-- BEGIN Extracted records --
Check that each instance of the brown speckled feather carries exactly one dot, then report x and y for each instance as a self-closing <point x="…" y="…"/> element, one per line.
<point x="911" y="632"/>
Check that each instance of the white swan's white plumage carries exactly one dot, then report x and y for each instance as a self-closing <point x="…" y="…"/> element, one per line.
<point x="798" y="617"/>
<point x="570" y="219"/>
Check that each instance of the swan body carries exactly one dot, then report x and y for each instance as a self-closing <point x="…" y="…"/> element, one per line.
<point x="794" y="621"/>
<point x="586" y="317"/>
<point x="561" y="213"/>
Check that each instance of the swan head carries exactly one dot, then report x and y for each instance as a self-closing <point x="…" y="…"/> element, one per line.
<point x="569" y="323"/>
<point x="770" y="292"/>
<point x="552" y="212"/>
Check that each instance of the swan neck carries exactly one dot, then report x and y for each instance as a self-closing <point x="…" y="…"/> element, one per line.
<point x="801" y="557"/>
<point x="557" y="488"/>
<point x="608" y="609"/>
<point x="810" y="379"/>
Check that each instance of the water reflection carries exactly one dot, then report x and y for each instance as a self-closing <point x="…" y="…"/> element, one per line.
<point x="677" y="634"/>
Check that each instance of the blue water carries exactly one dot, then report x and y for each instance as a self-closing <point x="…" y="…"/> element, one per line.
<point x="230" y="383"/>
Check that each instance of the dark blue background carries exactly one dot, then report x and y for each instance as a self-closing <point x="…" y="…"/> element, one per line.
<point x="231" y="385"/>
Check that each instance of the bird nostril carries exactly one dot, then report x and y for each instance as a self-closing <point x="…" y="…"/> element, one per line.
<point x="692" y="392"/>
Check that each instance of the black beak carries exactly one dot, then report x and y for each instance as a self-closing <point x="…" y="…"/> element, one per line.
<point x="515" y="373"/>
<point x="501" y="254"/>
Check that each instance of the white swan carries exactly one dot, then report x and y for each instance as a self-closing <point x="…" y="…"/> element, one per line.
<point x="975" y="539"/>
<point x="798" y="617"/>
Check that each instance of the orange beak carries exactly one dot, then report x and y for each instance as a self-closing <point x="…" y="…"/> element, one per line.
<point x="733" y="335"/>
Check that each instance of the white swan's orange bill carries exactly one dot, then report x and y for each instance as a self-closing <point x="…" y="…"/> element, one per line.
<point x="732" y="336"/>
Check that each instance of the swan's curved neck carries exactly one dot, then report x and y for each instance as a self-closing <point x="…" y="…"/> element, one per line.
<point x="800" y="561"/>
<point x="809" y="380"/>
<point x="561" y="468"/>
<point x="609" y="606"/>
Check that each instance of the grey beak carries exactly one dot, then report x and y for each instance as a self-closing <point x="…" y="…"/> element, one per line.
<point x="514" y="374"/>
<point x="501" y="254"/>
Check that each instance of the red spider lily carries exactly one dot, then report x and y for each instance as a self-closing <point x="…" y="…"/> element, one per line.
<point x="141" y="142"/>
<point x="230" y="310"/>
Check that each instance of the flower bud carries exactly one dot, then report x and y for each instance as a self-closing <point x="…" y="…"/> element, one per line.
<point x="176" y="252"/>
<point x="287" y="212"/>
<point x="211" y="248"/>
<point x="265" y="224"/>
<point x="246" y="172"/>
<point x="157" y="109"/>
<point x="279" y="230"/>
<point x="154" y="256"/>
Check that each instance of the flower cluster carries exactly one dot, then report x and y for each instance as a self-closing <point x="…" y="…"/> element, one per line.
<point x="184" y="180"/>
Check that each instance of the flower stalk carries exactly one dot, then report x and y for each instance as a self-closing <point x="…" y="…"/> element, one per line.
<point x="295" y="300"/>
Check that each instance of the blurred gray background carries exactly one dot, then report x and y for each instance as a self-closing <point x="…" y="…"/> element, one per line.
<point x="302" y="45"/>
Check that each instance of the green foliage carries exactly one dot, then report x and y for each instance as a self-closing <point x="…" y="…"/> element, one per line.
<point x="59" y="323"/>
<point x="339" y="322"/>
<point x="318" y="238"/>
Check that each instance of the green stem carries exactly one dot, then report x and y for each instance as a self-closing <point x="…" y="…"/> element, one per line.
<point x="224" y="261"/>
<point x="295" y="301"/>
-- END Extracted records --
Your task is to print all of the records exactly.

Check that each instance of the brown speckled feather carries exactly one dot, then report x and y for each instance as a self-closing <point x="…" y="…"/> element, one per line.
<point x="911" y="632"/>
Check that each instance of the white swan's white plumage carries exactly one dot, then report x and y for each instance as a self-closing <point x="…" y="…"/> element, one per line.
<point x="798" y="617"/>
<point x="570" y="219"/>
Check that each instance of the swan body carries exactly one dot, then report x and y for each instance as a self-closing <point x="…" y="…"/> element, one per line.
<point x="794" y="621"/>
<point x="586" y="317"/>
<point x="561" y="213"/>
Check that each instance of the swan head carries exactly one dot, then report x and y for each instance as a self-closing <point x="…" y="…"/> element, one per line.
<point x="569" y="323"/>
<point x="770" y="292"/>
<point x="552" y="212"/>
Check that each instance of the swan neck carries exactly one dot, then report x and y for each instance as a self-closing <point x="…" y="…"/> element, one per line.
<point x="801" y="557"/>
<point x="557" y="488"/>
<point x="608" y="609"/>
<point x="810" y="379"/>
Check that each instance of the water reflection carries exactly one dot, then report x and y for each instance as a self-closing <point x="…" y="…"/> element, one per line.
<point x="677" y="634"/>
Check that each instance of the blue water carries exactly one dot, then report x and y for each instance as a self-closing <point x="…" y="…"/> element, one per line.
<point x="230" y="383"/>
Check that each instance of the dark blue background carries exactly one dot, then report x and y for each instance as a self-closing <point x="…" y="…"/> element, one per line.
<point x="231" y="385"/>
Check that each instance of the bird nostril carries exactly one dot, then report x and y for each instance as a self-closing <point x="…" y="…"/> element, one per line.
<point x="692" y="392"/>
Check that each instance of the black beak carries exactly one dot, then report x and y for each instance as a self-closing <point x="…" y="…"/> element, one per line.
<point x="515" y="373"/>
<point x="501" y="254"/>
Check that each instance of the white swan carries exactly one dot, then report x and y for each instance as a self-closing <point x="…" y="…"/> element, one per line.
<point x="975" y="539"/>
<point x="798" y="617"/>
Check that each instance of the orange beak carries exactly one dot, then report x and y for each instance as a self-closing <point x="…" y="…"/> element, one per line.
<point x="733" y="335"/>
Check that each instance of the white swan's orange bill carries exactly one dot, then report x and y for each instance as a self-closing <point x="…" y="…"/> element, one per line.
<point x="732" y="336"/>
Check that each instance of the swan's curved neck carries exactly one dot, then report x and y for each instance as a self-closing <point x="…" y="…"/> element, one per line.
<point x="800" y="561"/>
<point x="809" y="380"/>
<point x="561" y="468"/>
<point x="609" y="606"/>
Check that each instance of the grey beak carries exactly one dot, then report x and y for each instance as a self-closing <point x="…" y="…"/> element, one per line.
<point x="514" y="374"/>
<point x="501" y="254"/>
Check that each instance of the red spider lily carries exactly one dot, then report x and y for each instance as a self-closing <point x="…" y="…"/> element, one per line.
<point x="141" y="142"/>
<point x="230" y="310"/>
Check that each instance of the flower bud carries exactly one dot, then report x and y for each instance as a self-closing <point x="…" y="…"/> element, one per line.
<point x="176" y="252"/>
<point x="287" y="212"/>
<point x="211" y="248"/>
<point x="265" y="224"/>
<point x="246" y="172"/>
<point x="157" y="109"/>
<point x="279" y="230"/>
<point x="154" y="256"/>
Check that each instance of the flower cluster carries exactly one dot, then report x and y for each instance as a self-closing <point x="…" y="…"/> element, one per line.
<point x="184" y="180"/>
Check that each instance of the flower stalk carries exactly one dot, then report x and y for each instance as a self-closing <point x="…" y="…"/> element, one per line.
<point x="295" y="300"/>
Check that each instance of the blurred gray background carries exactly one dot, then report x and y for each instance as a self-closing <point x="…" y="…"/> element, one per line.
<point x="302" y="45"/>
Check that each instance of the green foliage carries exactly one dot, then report x and y for each instance as a self-closing <point x="…" y="…"/> element, one per line.
<point x="59" y="323"/>
<point x="339" y="322"/>
<point x="318" y="238"/>
Check that each instance of the green stem carries exactly one dot, then report x and y for each instance as a self-closing <point x="…" y="…"/> element, one per line.
<point x="224" y="261"/>
<point x="295" y="301"/>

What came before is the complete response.